**Directions:** Collect every line of the records below that contains the word "beetle".

**Records for this task:**
——————
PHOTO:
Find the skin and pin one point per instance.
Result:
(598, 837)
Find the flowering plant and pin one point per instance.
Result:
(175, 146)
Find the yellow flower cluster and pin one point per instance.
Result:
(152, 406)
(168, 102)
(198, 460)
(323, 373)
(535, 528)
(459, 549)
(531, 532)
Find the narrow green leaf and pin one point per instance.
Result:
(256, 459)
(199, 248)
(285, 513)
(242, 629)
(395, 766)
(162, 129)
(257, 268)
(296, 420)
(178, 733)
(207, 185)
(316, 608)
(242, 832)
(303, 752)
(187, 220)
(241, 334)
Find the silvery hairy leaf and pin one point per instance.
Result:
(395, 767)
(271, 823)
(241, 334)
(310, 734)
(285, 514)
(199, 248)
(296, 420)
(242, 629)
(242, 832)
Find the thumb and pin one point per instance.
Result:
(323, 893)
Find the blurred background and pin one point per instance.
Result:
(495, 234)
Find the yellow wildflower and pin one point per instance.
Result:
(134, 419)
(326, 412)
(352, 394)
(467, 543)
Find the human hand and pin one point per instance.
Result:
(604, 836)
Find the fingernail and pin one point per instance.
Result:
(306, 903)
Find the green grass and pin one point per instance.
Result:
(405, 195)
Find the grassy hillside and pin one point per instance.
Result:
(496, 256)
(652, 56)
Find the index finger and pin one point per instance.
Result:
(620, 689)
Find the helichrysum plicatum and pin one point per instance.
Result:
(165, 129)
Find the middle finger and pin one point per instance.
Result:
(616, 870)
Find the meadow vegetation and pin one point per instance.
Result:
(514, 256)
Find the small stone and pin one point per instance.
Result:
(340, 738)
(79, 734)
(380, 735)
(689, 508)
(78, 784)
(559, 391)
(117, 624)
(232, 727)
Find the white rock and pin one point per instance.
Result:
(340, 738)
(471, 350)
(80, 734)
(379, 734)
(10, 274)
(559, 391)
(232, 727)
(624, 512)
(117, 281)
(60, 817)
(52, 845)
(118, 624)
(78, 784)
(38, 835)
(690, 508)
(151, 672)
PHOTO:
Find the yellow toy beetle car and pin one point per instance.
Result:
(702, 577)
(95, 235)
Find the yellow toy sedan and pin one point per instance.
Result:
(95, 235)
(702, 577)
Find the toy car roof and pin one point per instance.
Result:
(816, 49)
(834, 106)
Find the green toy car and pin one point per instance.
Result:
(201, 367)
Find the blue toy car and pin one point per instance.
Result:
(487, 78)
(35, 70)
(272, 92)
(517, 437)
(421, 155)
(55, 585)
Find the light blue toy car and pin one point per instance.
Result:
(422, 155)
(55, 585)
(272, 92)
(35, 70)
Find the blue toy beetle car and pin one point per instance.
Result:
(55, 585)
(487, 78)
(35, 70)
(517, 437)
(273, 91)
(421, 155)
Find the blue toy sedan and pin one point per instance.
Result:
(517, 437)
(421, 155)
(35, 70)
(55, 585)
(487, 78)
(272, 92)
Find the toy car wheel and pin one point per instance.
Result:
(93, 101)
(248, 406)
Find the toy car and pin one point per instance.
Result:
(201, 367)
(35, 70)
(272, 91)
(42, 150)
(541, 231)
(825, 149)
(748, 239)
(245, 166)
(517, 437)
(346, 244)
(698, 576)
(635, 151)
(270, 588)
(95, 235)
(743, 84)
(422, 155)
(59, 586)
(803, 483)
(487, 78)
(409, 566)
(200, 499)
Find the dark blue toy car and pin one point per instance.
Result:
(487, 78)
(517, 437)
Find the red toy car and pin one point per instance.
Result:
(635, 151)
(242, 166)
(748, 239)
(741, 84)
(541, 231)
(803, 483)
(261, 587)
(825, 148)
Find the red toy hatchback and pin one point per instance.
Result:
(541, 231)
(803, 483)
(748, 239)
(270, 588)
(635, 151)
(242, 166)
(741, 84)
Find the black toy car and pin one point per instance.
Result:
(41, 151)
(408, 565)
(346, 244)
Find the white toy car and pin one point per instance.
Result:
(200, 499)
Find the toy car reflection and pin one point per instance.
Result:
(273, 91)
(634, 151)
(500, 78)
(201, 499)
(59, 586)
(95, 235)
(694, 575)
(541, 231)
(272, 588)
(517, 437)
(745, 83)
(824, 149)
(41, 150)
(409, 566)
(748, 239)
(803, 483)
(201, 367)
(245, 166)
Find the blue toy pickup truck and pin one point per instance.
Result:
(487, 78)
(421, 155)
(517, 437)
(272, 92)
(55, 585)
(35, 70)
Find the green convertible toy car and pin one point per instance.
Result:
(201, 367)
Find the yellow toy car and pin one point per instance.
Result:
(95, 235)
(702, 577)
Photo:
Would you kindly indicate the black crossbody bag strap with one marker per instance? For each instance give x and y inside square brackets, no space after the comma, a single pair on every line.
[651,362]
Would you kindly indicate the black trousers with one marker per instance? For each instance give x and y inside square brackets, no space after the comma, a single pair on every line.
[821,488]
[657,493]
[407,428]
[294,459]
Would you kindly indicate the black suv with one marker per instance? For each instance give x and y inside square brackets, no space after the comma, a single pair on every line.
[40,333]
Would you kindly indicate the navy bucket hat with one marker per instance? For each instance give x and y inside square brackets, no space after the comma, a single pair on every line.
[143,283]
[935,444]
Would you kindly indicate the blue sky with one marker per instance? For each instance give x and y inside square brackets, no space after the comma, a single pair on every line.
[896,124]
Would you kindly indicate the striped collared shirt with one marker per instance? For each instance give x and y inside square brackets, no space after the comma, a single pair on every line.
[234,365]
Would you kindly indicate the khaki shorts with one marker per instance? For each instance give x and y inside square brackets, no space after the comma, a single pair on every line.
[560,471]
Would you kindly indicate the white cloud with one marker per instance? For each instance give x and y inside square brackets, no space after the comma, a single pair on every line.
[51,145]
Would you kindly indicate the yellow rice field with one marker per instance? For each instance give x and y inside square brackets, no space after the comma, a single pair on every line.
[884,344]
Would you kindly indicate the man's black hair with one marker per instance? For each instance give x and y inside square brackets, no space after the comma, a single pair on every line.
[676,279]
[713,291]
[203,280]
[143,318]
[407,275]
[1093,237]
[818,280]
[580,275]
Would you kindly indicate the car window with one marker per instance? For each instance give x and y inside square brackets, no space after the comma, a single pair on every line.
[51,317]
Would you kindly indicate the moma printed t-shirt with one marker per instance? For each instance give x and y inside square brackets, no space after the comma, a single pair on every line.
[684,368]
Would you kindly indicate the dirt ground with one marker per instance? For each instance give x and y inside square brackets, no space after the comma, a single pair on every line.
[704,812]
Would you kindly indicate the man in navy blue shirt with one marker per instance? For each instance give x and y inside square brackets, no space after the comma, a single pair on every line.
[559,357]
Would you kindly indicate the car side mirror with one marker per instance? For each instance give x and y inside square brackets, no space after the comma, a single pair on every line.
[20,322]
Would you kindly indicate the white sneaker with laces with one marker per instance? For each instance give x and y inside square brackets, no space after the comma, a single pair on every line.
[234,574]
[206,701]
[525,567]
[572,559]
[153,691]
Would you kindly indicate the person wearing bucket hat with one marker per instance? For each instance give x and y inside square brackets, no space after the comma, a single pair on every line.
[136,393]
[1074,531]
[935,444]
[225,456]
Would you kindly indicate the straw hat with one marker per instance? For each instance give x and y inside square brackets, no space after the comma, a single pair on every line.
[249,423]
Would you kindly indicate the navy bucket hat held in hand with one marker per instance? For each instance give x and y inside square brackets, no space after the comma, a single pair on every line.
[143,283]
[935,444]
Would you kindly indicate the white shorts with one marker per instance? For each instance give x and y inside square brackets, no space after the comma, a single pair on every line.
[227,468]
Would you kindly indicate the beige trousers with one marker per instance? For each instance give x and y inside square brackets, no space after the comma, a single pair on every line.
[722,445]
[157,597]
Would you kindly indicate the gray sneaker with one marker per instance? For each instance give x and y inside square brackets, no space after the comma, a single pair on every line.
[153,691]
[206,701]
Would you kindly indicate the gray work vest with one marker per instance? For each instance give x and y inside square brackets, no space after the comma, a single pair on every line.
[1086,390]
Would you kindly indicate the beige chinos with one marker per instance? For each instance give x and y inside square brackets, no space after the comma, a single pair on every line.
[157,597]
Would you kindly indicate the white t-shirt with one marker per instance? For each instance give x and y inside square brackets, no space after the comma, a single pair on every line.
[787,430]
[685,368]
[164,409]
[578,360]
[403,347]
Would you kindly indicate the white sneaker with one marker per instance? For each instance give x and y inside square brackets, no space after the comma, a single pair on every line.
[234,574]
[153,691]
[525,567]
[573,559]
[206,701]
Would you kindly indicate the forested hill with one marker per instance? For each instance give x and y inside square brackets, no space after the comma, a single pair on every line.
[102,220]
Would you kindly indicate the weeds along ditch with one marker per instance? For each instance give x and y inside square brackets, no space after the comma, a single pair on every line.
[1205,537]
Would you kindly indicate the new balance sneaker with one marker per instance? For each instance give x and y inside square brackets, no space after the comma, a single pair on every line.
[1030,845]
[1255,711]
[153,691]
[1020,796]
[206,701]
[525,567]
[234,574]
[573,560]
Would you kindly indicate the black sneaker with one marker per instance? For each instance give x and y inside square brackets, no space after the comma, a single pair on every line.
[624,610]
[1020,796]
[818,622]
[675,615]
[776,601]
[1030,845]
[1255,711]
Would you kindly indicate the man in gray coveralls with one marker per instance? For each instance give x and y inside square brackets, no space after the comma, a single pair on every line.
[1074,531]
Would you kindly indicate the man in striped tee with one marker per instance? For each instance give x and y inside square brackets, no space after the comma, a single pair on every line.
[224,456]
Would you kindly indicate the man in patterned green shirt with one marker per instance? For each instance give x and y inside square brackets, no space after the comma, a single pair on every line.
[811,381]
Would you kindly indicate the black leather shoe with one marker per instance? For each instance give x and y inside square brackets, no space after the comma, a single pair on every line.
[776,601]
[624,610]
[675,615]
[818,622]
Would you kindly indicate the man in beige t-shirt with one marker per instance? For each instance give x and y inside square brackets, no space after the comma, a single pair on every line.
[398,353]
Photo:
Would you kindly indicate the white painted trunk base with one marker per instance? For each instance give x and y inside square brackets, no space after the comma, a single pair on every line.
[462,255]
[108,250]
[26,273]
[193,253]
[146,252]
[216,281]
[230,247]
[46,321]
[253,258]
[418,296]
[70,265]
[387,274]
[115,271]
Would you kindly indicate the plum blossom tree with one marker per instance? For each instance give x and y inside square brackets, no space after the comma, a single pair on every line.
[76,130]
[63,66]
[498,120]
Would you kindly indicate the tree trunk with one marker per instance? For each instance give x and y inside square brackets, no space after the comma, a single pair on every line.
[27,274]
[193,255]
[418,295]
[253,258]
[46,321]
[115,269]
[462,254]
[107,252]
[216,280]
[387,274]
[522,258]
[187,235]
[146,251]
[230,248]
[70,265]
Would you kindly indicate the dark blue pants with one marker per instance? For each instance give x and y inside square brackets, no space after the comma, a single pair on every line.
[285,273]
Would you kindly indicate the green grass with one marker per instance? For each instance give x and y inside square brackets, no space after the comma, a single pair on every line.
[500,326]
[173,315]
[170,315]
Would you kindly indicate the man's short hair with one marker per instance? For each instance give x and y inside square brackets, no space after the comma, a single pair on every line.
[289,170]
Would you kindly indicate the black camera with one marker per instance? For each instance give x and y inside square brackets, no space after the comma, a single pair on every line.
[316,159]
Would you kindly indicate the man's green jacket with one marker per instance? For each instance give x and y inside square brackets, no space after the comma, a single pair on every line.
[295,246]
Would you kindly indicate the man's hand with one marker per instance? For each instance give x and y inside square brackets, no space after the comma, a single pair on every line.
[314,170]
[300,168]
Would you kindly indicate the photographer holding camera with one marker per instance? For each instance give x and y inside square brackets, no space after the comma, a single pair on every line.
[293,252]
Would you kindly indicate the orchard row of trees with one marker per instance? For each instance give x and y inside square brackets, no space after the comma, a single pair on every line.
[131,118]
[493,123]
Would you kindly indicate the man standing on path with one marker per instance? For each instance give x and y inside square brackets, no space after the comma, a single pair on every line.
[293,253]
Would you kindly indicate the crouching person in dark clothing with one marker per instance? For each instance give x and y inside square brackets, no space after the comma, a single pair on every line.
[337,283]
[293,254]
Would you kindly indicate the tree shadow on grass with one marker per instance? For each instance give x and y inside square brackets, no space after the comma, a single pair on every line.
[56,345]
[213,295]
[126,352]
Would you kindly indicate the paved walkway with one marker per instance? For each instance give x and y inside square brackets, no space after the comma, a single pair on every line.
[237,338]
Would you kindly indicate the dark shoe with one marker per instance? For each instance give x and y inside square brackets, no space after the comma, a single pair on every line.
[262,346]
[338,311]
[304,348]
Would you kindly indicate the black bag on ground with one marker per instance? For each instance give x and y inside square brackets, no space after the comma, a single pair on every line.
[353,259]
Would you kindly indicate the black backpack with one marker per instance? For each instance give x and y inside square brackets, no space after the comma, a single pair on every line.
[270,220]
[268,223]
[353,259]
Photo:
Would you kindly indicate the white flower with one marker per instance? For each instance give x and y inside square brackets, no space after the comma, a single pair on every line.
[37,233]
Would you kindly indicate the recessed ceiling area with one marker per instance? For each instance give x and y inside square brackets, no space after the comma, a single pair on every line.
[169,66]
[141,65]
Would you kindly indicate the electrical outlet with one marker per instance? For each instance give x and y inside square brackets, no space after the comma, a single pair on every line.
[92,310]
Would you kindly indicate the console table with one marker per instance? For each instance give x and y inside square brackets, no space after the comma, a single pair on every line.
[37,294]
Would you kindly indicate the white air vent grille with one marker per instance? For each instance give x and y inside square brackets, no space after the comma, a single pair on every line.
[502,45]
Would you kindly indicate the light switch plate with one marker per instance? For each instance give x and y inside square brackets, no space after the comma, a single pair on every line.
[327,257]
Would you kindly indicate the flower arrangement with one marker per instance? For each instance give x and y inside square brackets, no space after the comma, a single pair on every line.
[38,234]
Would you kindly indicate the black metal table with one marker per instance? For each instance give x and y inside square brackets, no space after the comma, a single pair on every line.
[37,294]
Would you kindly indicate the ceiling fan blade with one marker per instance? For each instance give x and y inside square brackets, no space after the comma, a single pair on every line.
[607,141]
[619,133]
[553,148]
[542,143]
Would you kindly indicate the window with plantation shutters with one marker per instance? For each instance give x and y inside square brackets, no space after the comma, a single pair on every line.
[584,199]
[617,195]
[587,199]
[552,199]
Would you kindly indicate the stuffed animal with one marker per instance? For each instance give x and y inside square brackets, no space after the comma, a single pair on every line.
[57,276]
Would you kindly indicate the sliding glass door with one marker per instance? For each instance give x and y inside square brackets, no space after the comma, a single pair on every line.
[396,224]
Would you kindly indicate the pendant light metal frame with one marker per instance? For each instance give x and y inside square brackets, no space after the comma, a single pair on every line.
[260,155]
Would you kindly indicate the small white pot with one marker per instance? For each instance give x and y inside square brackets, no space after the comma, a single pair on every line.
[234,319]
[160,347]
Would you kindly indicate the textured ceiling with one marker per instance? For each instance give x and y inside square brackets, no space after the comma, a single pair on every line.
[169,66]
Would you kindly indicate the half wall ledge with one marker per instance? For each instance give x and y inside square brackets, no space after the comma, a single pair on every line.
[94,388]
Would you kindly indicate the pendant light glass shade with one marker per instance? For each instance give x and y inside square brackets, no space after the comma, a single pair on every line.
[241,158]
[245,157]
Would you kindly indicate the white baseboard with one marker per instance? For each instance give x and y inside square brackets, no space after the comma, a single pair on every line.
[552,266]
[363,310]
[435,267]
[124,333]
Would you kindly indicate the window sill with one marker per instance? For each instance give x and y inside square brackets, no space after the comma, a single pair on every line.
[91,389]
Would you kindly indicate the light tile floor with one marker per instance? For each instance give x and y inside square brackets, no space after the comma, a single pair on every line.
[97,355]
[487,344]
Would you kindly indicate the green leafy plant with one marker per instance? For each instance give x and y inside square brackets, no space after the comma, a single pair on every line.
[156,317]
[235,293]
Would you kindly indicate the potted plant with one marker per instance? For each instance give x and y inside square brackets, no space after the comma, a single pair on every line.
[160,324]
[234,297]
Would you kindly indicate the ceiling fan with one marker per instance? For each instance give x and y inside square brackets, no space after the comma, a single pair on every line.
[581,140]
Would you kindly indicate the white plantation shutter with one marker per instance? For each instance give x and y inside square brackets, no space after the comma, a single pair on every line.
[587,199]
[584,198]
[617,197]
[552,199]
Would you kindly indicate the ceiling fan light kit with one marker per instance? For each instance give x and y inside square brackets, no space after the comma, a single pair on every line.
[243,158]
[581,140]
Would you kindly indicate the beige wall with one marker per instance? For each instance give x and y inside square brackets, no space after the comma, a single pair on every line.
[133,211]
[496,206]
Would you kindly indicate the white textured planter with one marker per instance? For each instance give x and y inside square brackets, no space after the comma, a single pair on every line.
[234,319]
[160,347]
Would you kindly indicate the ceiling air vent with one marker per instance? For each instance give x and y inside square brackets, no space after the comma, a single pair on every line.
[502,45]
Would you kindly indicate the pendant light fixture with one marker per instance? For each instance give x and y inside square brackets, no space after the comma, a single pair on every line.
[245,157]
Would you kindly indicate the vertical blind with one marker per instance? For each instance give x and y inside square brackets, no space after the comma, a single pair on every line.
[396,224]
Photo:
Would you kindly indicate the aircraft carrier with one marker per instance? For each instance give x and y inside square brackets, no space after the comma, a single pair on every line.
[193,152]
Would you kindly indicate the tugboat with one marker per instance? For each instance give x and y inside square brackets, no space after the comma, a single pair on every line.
——————
**Result for this task:**
Find the yellow toy beetle car and pin one point per instance.
Find the blue toy beetle car and pin one point per instance.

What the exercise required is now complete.